* [REQUIRED WORK]: Copy out the lines of the records word for word, starting at the line containing "Can you find the black" and ending at the line containing "point(21, 133)", and include nothing outside that range.
_ _ _ _
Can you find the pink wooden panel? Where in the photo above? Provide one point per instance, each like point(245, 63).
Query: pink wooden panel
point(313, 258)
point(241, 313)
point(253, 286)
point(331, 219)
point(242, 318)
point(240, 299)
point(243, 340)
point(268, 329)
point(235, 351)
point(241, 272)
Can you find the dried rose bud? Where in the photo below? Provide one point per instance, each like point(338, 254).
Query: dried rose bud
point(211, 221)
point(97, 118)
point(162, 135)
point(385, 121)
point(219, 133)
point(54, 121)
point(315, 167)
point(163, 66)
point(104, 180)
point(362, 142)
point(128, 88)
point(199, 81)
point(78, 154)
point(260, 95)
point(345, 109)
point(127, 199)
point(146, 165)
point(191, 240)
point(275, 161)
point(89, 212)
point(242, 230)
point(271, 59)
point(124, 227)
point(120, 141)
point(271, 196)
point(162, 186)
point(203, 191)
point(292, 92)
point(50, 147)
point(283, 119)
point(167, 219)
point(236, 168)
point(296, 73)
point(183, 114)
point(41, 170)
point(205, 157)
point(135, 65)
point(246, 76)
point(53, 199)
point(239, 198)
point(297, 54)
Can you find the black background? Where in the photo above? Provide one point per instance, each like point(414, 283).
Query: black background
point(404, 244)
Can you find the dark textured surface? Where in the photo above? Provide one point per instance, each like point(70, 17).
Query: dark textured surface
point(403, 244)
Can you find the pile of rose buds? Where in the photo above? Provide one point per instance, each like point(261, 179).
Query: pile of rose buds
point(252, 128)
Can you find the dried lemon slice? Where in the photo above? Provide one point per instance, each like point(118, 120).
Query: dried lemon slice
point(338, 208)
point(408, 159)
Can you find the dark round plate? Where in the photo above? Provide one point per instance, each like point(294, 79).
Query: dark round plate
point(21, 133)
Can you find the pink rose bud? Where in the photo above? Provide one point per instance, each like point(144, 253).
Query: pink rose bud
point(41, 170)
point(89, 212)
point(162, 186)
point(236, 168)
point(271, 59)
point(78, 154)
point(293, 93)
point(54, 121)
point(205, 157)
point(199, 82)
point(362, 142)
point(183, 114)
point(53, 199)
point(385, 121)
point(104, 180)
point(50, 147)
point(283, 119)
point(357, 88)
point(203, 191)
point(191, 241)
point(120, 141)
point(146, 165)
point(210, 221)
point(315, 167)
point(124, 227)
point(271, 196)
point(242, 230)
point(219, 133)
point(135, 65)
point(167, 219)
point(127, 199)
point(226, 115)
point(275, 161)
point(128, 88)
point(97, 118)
_ _ _ _
* [WRITTEN RESPONSE]:
Can you find the black background? Where in the photo above? Provide one point per instance, each like point(414, 283).
Query: black background
point(404, 244)
Can you find the dark textured surface? Where in the photo above? Provide one point per instance, each like point(70, 17).
Query: dark textured surface
point(403, 244)
Can you find the pile of rose buds? Where in the photo above? Provide one point per instance, each like point(261, 179).
Query: pile of rose buds
point(252, 128)
Can you find the dried lemon slice? Where in the photo above? Provide one point per instance, each like point(118, 120).
Query: dried lemon slice
point(338, 208)
point(408, 159)
Can you find the dark round plate? Where in the photo above? Provide one point per instance, each like point(294, 79).
Query: dark round plate
point(21, 133)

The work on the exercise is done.